═══ Supplied data
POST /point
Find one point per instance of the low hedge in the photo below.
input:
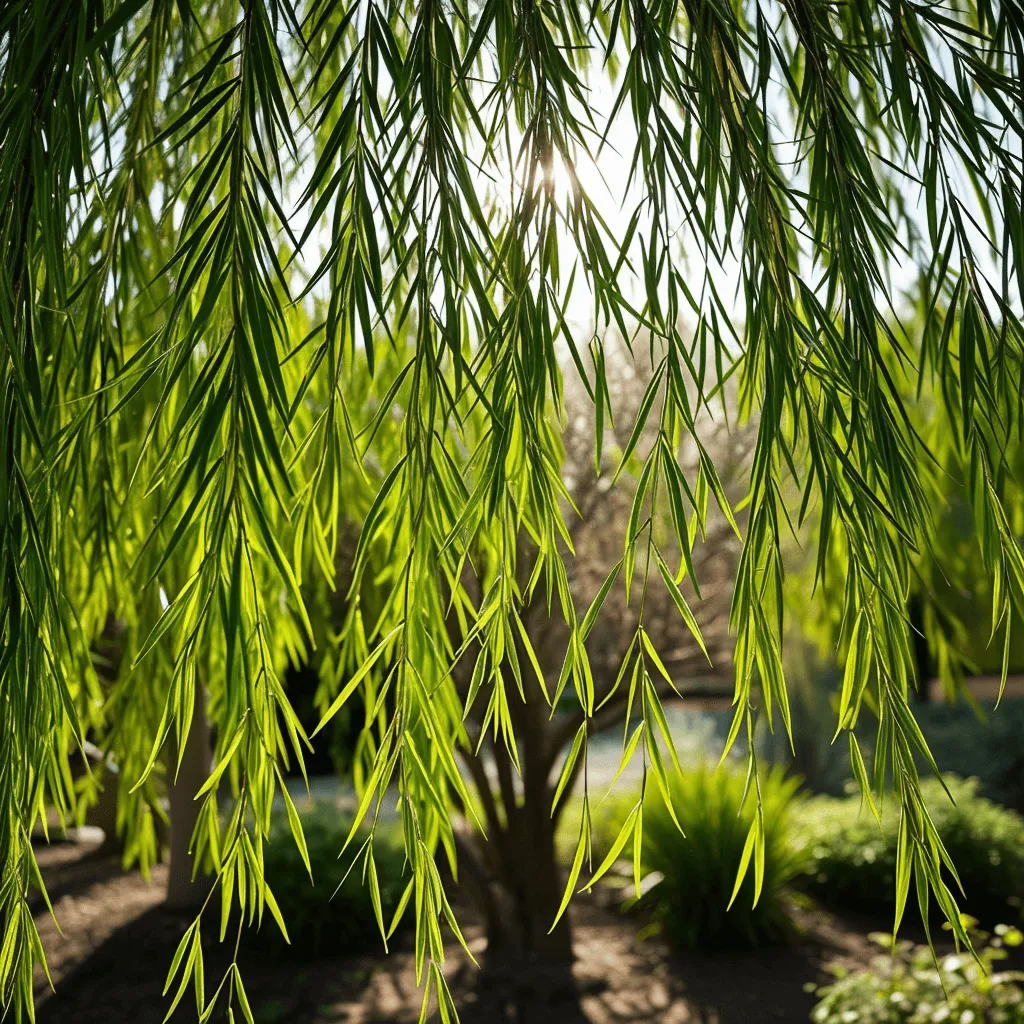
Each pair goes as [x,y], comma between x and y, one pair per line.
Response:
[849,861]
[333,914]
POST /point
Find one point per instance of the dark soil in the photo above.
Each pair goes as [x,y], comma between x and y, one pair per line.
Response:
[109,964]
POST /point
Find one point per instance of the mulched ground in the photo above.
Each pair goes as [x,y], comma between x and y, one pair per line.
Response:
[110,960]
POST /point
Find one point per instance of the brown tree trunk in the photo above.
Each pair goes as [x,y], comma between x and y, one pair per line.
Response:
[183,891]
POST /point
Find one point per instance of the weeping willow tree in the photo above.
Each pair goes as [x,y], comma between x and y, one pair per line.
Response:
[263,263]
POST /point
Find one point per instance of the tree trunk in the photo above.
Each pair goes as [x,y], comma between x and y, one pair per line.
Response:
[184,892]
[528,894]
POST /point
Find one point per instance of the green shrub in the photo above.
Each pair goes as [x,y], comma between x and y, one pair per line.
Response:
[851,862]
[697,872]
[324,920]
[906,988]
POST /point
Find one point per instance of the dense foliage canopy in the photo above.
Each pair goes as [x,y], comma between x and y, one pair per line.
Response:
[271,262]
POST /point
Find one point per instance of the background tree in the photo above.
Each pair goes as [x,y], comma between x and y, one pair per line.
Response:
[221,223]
══════
• _Description of the task_
What is needed is a word-for-word copy of the data above, free of any images.

• _Your response_
POST /point
Find one point per instance of the low hedge in the photo below.
input:
Each pair goes as [x,y], comma between x and y, one pair per line.
Response:
[849,861]
[333,914]
POST /point
Find one point per instance of the dark soil in the photo above.
Each pair goes as [x,y], comma between x and y, one pair per line.
Response:
[109,964]
POST /point
Find one point per instance of the mulched ground in the photo above.
Each pair goes as [x,y], comma between x and y, one pair per line.
Response:
[110,960]
POST /point
Find one point per instance of the brown tree trunk in the photo above.
Each pair goes as [x,y], comma between x and y, one pair per line.
Response:
[183,891]
POST /point
Find one point per instance of the weeping willow tree in the photo above.
Each pair goes as [x,y], comma between x and y, one pair per line.
Response:
[263,263]
POST /point
Find one point per instance of the tree trunk in the photo above.
Each pair goes as [x,y], comma between x and y, one pair per line.
Response:
[184,892]
[528,894]
POST /point
Find one point per instance of the green shrub in the photo above.
Each pair goes as [x,y], comma between x and y, one pair per line.
Response:
[851,862]
[697,872]
[324,920]
[906,988]
POST /point
Find one point per instance of the dense foliage canopy in the photo above.
Each pair goes as [x,y], comma between x and y, one pair per line.
Response:
[271,262]
POST /point
Find one point per instance of the background tree in the photo above.
Each pair goes as [x,y], comma between x and y, one pair per line.
Response:
[221,223]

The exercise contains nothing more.